━━━━━ Extracted entries

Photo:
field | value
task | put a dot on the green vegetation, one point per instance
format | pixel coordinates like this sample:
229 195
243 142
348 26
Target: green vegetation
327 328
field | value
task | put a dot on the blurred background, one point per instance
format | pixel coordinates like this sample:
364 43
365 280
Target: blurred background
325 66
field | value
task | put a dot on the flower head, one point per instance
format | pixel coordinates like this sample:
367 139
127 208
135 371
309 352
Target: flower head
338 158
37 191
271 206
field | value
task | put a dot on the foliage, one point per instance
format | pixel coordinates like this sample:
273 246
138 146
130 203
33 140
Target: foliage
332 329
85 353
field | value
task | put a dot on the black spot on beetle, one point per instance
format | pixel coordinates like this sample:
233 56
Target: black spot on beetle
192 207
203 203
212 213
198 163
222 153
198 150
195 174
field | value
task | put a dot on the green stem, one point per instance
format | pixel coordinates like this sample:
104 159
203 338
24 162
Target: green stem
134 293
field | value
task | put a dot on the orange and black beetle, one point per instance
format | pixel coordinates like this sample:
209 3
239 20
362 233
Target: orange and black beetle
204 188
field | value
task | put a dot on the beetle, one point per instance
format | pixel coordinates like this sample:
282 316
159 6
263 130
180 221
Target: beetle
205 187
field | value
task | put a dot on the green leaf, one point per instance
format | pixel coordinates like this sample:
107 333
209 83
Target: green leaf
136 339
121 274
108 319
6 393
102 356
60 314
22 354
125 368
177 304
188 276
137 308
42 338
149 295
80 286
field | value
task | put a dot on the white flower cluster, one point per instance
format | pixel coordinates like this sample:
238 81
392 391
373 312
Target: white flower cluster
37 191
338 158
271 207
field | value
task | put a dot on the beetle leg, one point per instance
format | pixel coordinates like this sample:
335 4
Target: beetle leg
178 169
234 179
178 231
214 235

━━━━━━━━━━

Required action: Every line in the data above that contains "instance" needs to be copied.

Exercise output:
task | put a dot on the green vegetation, one point per instance
task | put a dot on the blurred background, one point per instance
task | put a dot on the flower head, one point per instance
task | put a dot on the foliage, one point per instance
task | put a dot on the black spot on beetle, one point per instance
task | put a dot on the green stem, one point per instance
task | put a dot on the orange and black beetle, one point per instance
task | put a dot on the beetle, one point per instance
task | put a dot on the green leaf, one point per instance
task | put a dot on the white flower cluster, one point per instance
task | put a dot on the beetle leg, one point per instance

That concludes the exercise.